* **DESCRIÇÃO DA TAREFA**:
No texto sobre racismo abaixo, transforme em lista o parágrafo que começa com "O racismo não é um fenômeno recente", mantendo os fatos principais.

* **TRECHO DO TEXTO**:
◆ ◆ ◆ ◆ ◆
Racismo é um conceito transformado em realidade, desenvolvido a partir de pré-conceitos inerentes a qualquer ser humano, que afeta direta e sistematicamente um conjunto de seres humanos em detrimento a outro. Em outras palavras, racismo é uma estruturação social e de poder que acarreta um processo de dominação de pessoas sobre outra, de maneira estrutural e organizada, visando a reprodução e perpetuação das estruturas de poder e de seus benefícios materiais e simbólicos restritivos ao grupo étnico-racial e social dominante. Sendo, portanto, um equívoco confundirmos ou equipararmos preconceito com racismo, pois embora estejam intrinsicamente ligados, com um (racismo) não existindo sem o outro (preconceito), eles não são a mesma coisa(1), são manifestações humanas – em seus sentidos históricos, culturais, sociais e psicológicos – distintas. Nesse sentido, todo ser humano é preconceituoso, mas não necessariamente racista, pois para tal, deve ocorrer uma série de combinações simbólicas e desenvolvimentos históricos para tal. Por isso, historicamente e economicamente, o racismo é uma construção sofisticada de controle e dominação acerca de um grupo sobre outro. Um fenômeno histórico-social que nos permite abordar e problematizar o desenvolvimento da humanidade ao longo do tempo, suas complexidades, contradições, conflitos e os processos de resistências a esta realidade e a busca por sua superação, que acaba por revelar as mazelas (preconceito/racismo) e as virtudes (humanismo/solidariedade) que nos caracterizam dialeticamente enquanto espécie.
O racismo não é um fenômeno recente, pois está atrelado ao próprio desenvolvimento civilizatório da humanidade, mas o que diferencia sua versão moderna das demais é a sua utilização para justificar os processos de ocupação territorial – em nome do Deus cristão – de África e Ásia, de “descobrimento” e colonização da América e Oceania, naturalizando a dominação de um grupo específico (europeu) e ideal tipo (homem branco cristão) de humanidade a ser atingido, justificando assim os processos de escravização moderna que resultariam na etapa de acumulação de riquezas e exploração do trabalho humano que resultaria na constituição do capitalismo e na solidificação das desigualdades e diferenças enquanto base das relações sociais das sociedades ocidentais.
Sociedades estas constituídas ou desenvolvidas em cima do trabalho de seres humanos escravizados e desumanizados de maneira sistematizada, por gerações e mais gerações, causando chagas não somente físicas, mas mazelas econômicas e sequelas psicológicas que cravam a alma das sociedades contemporâneas, além de suas estruturas sociais racistas e excludentes. De tal maneira, que daí se explica a existência de seculares movimentos e construções históricas e políticas de resistências antissistêmicas e antirracistas desenvolvidas pelas populações indígenas e africanas/afrodescendentes ao longo dos últimos séculos.
◆ ◆ ◆ ◆ ◆
* **DADOS FORNECIDOS**:
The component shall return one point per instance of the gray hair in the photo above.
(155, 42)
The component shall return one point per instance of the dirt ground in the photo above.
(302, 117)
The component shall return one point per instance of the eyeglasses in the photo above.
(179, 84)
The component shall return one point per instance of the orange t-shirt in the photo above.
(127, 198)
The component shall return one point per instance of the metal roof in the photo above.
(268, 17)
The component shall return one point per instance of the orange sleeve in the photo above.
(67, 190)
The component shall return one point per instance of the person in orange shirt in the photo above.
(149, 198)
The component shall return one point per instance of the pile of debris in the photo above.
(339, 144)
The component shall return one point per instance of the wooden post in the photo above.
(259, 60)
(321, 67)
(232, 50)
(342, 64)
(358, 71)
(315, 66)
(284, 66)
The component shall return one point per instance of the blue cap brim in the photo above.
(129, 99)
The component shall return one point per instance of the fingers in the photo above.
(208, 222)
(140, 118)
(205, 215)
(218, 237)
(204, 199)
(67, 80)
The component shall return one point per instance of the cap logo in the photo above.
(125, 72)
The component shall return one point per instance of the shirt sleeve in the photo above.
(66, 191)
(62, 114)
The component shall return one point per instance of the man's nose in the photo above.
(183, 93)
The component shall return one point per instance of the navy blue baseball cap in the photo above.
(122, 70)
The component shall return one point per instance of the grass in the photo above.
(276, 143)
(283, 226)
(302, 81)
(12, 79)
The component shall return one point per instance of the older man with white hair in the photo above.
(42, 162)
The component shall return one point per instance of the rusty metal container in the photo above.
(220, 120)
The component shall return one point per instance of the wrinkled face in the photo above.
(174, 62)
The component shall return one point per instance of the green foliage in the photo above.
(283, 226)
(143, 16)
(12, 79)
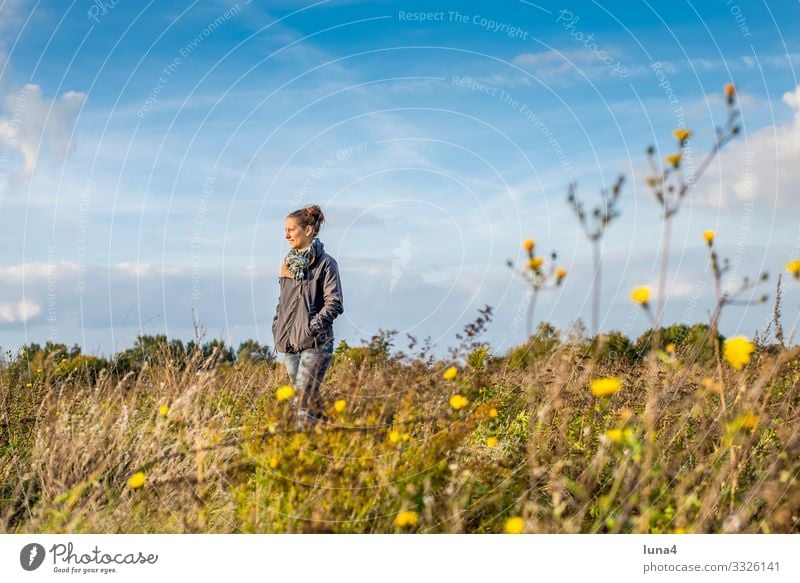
◆ ◆ ◆ ◆ ◆
* **RESPOSTA**:
- O racismo não é recente. Está ligado ao próprio desenvolvimento civilizatório da humanidade.
- Sua versão moderna se diferencia por ter servido para justificar a ocupação territorial da África e da Ásia em nome do Deus cristão, além do "descobrimento" e da colonização da América e da Oceania.
- Ela naturalizou a dominação de um grupo específico (europeu) e de um ideal tipo de humanidade (homem branco cristão).
- Justificou a escravização moderna, que levou à acumulação de riquezas e à exploração do trabalho humano.
- Isso resultou na constituição do capitalismo e na solidificação das desigualdades e diferenças como base das relações sociais nas sociedades ocidentais.